== Segment start ==

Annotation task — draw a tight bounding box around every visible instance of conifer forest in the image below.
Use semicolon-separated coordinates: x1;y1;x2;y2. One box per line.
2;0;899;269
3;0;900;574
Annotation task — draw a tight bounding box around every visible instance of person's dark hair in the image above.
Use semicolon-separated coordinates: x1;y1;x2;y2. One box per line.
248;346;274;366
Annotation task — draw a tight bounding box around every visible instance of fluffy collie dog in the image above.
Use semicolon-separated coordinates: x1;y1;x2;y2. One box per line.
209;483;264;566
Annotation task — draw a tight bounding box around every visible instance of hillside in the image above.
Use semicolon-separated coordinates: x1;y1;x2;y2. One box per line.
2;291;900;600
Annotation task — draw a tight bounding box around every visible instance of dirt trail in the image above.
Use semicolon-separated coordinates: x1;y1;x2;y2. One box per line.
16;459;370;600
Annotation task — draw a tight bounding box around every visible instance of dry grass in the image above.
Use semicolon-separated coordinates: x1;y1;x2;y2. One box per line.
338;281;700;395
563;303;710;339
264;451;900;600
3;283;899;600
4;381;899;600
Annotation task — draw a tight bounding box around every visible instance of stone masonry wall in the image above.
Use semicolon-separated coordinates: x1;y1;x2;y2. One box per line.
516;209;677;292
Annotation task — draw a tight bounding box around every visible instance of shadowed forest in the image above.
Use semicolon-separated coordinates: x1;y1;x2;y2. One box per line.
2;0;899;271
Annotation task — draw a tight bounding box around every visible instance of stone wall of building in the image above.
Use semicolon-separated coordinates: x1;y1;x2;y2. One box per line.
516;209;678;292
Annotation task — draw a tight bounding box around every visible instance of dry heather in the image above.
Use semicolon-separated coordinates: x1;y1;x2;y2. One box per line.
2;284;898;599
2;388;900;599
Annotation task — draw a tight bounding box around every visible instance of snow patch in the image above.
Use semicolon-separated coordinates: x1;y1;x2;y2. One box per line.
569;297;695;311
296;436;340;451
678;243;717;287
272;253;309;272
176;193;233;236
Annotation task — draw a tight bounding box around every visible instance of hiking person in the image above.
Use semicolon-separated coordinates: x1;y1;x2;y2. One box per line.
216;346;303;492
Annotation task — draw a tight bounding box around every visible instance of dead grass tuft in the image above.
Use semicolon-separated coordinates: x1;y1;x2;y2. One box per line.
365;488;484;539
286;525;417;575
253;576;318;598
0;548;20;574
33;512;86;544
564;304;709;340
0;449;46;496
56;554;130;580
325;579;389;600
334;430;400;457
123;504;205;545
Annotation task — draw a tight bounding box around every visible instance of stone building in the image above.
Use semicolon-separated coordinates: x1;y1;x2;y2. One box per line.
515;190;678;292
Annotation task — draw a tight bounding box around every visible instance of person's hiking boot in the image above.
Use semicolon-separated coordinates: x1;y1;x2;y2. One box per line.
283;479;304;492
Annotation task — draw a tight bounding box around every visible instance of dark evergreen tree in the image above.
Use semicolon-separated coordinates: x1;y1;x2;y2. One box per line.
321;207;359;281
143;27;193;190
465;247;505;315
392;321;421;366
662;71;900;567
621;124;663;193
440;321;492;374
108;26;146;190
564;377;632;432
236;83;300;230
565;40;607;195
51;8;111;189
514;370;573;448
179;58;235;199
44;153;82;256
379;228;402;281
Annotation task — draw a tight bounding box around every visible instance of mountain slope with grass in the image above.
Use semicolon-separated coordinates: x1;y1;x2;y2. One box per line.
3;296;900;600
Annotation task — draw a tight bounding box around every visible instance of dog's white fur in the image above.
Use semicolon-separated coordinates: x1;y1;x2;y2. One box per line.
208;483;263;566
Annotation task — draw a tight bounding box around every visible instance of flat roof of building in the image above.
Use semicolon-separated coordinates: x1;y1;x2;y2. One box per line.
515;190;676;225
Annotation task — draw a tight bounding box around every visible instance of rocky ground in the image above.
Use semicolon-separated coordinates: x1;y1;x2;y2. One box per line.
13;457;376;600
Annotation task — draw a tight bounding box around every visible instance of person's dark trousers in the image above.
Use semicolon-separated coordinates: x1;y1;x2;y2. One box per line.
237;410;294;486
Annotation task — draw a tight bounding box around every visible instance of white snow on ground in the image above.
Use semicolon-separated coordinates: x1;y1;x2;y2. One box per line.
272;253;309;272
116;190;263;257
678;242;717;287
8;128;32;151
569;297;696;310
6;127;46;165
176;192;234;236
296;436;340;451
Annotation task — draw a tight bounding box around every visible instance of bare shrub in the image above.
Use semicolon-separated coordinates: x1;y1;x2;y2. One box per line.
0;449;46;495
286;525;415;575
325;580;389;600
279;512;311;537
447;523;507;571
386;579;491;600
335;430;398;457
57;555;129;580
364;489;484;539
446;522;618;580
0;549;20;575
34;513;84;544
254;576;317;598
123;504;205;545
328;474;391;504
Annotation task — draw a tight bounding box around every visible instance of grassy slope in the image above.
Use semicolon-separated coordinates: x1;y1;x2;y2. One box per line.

== Segment end ==

_WORK ITEM:_
Consider the entries above and return each line with the string "hiking".

_ANSWER SECTION:_
Annotation task — draw a tight bounding box around every visible instance of hiking person in the image above.
Annotation task — draw a tight bounding box around every visible instance of person's hiking boot in the image above.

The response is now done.